(PASSAGE PROVIDED):

Recently, Van Dao et al. [60] used 3D finite-difference time-domain (3D FDTD) simulations to understand how the SPR phenomenon contributed to photocatalytic H2 production over Au/Pt-CeO2 catalysts. The authors observed intense hot spots corresponding to electric fields generated at the metal (Au)–semiconductor interface. Thus, it was concluded that the superior photocatalytic activity is due to the effective charge carrier generation and transfer in Au/Pt-containing photocatalysts. Further, electrochemical impedance (EIS) spectra were obtained to investigate the e/h+ recombination rate because it is essential in photocatalytic performance. The observed results are presented in Figure 8 of the revised manuscript. Figure 8 depicts the EIS plots of the bare electrode, Ce0.5Zr0.5O2, 0.5Au-Ce0.5Zr0.5O2 and 1.0Au-Ce0.5Zr0.5O2 samples. The semicircle that appears in the middle region can be correlated with interfacial charge transfer resistance (Rct). The lowest semicircle indicates the fastest interfacial e transfer and enhanced e/h+ separation [61]. The 1.0Au-Ce0.5Zr0.5O2 sample exhibits the smallest semicircle, indicating faster interfacial e transfer compared to other samples. It is important to note that the 1.0Au-Ce0.5Zr0.5O2 sample shows a redox current higher than that of the 0.5Au-Ce0.5Zr0.5O2 sample. This is possibly because of the optimum Au loading and e/h+ recombination rate and high electrical conductivity compared to the other samples. These observations reveal that the 1.0Au-Ce0.5Zr0.5O2 sample contained the highest charge separation efficiency with an increased lifetime of photogenerated e/h+ species compared to the other samples. Thus, the 1.0Au-Ce0.5Zr0.5O2 sample is efficient for the photocatalytic reformation of bioethanol process.
The product analysis revealed the formation of different types of gaseous and liquid products during the photocatalytic reformation. The Au-deposited Ce0.5Zr0.5O2 samples mostly generated H2 and small yields of CO, CO2, CH4 and C2 hydrocarbons (Table S2, MS analysis). Bioethanol could undergo oxidation with the help of photogenerated holes (h+); on other hand, the electrons (e) participate in the reduction of H+ to H2 [62].
C2H5OH + 3H2O + 12h+ → CO2 + 12H+
H+ + 2e → H2
The production of considerable amounts of CO2 was observed in some cases due to subsequent oxidation process; however, controlling the reaction conditions, such as the water/ethanol ratio, and tuning the catalyst characteristics, such as surface area, could suppress the undesired oxidation process. The analysis of liquid products indicated the formation of acetaldehyde, which is normally formed from 1-hydroxyethyl radicals, as shown in Equation (4) [63]. In addition, the presence of small amounts of 2,3-butanediol and acetic acid was observed in the product due to dehydrogenative oxidation of acetaldehyde and the combination of two 1-hydroxyethyl radicals [62]. The synthesized Au-deposited Ce0.5Zr0.5O2 catalysts possessed relatively high surface areas with a high pore volume, enhancing the adsorption/desorption processes and increasing the rates of photocatalytic H2 production.

(BRIEF 1):
According to the passage on photocatalytic reformation of bioethanol, which sample shows the smallest semicircle in the EIS plots?

(SUPPLIED RECORDS):

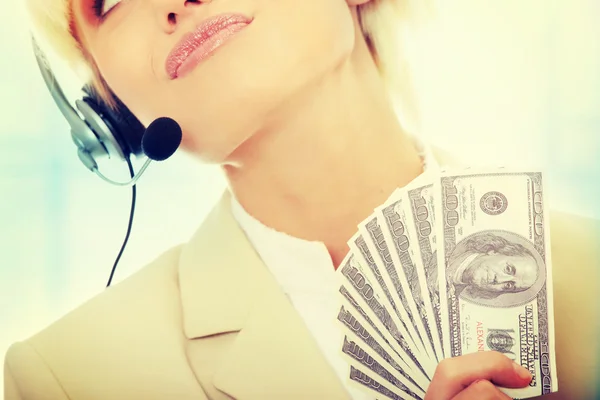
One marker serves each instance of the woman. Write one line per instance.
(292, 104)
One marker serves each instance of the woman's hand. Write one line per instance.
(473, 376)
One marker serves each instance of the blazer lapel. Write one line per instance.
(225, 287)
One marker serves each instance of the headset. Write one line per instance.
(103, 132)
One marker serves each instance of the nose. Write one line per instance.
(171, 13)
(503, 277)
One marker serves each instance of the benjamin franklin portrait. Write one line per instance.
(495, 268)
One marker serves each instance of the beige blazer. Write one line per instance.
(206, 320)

...

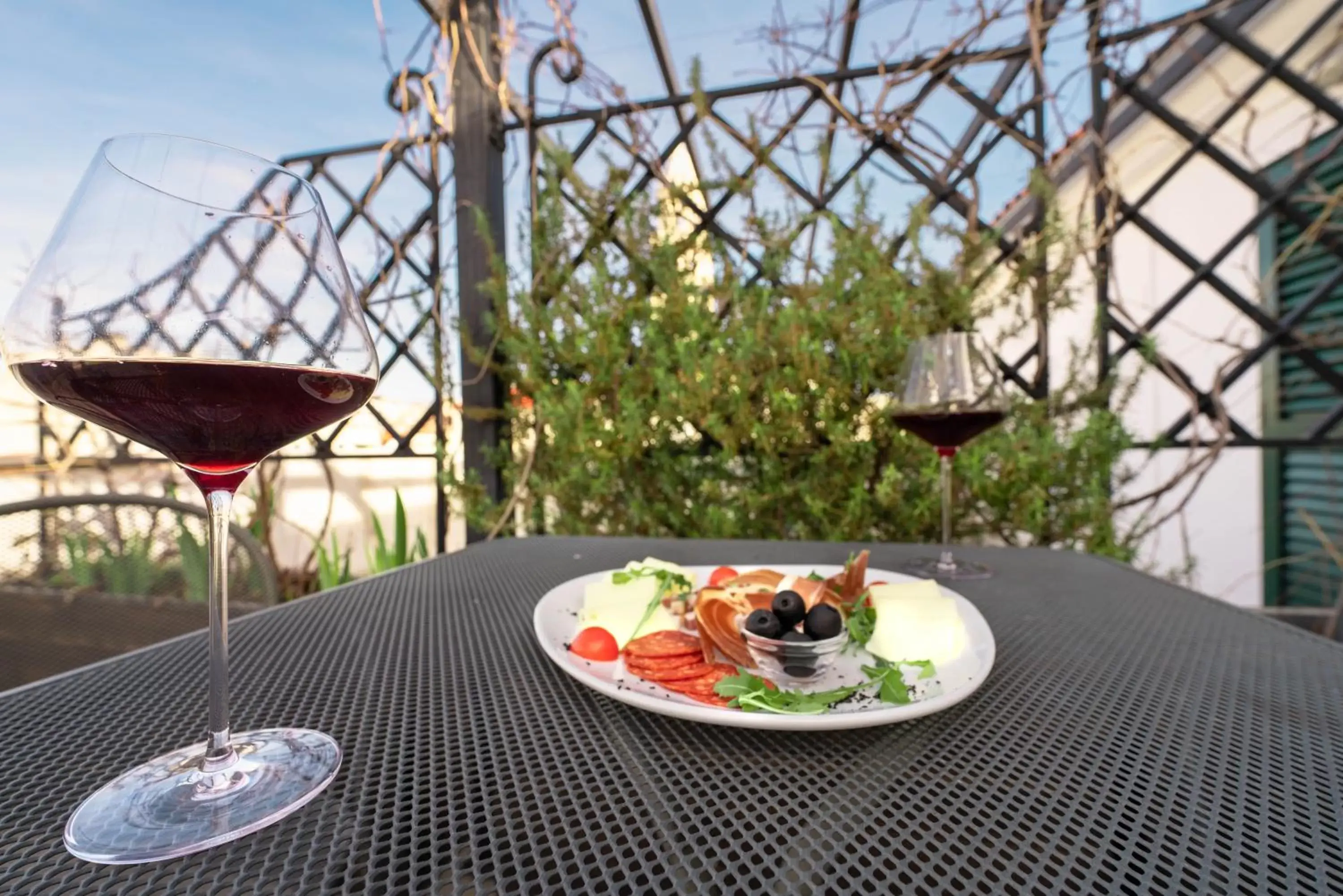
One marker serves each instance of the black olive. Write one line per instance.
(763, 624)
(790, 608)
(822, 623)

(BRIEF 2):
Which lines of the listing contain the string "woman"? Copy each of those lines.

(WRITTEN ANSWER 1):
The 1.0Au-Ce0.5Zr0.5O2 sample.

(WRITTEN ANSWER 2):
One marker serves each instance of the woman. Write one line per instance.
One marker serves each instance of the woman's hand. Write one line per instance.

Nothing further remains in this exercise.